• _Twoje zadanie_
Przepisz dokładnie wszystkie wiersze z poniższego wykazu, ale bez obrazów.
*****
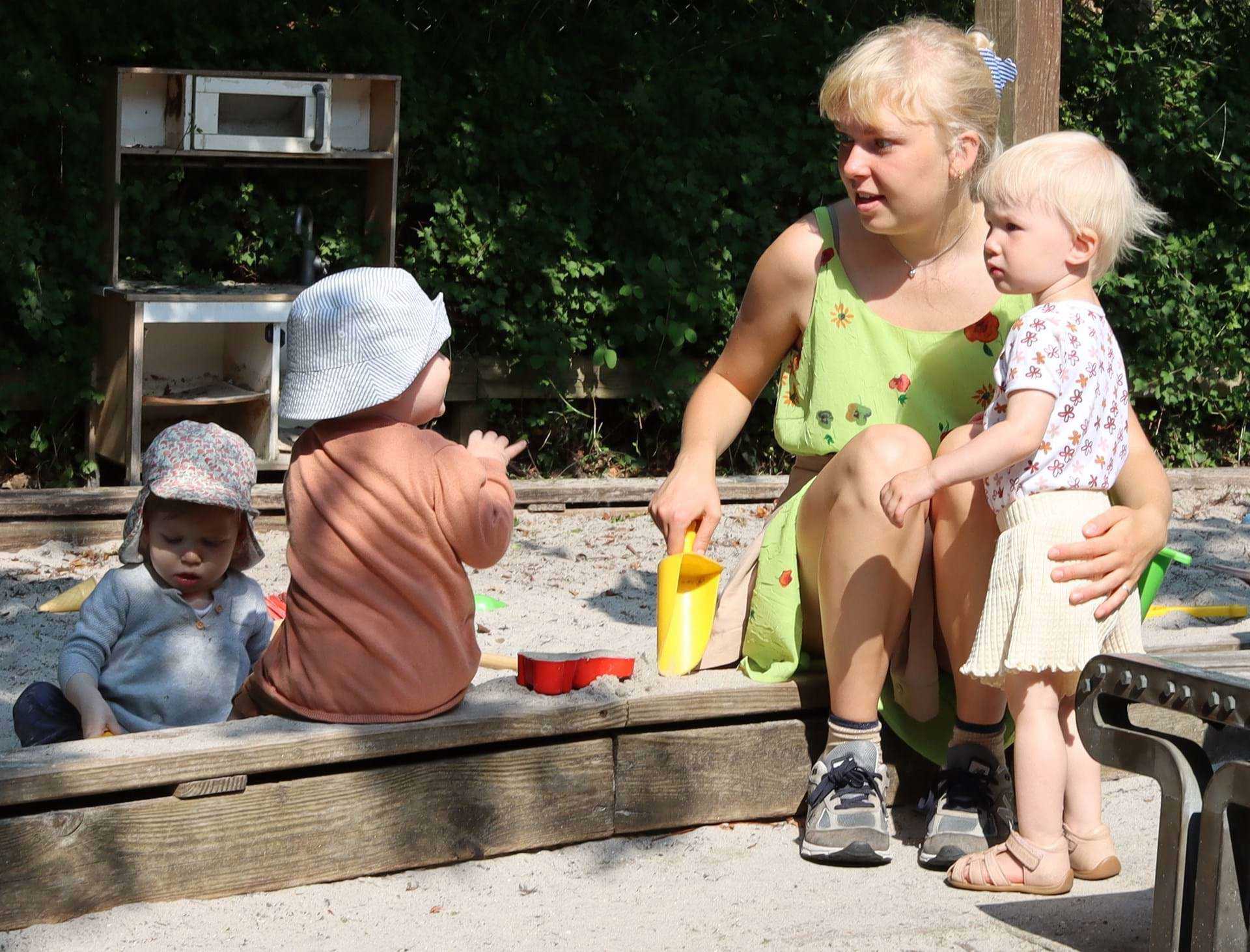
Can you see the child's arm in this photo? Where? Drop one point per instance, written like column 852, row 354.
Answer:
column 84, row 656
column 997, row 448
column 94, row 711
column 259, row 628
column 477, row 511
*****
• _Poprawna odpowiedź_
Can you see the child's arm in this photo? Where? Drop one point per instance, written like column 852, row 354.
Answer:
column 84, row 656
column 997, row 448
column 94, row 711
column 259, row 628
column 477, row 511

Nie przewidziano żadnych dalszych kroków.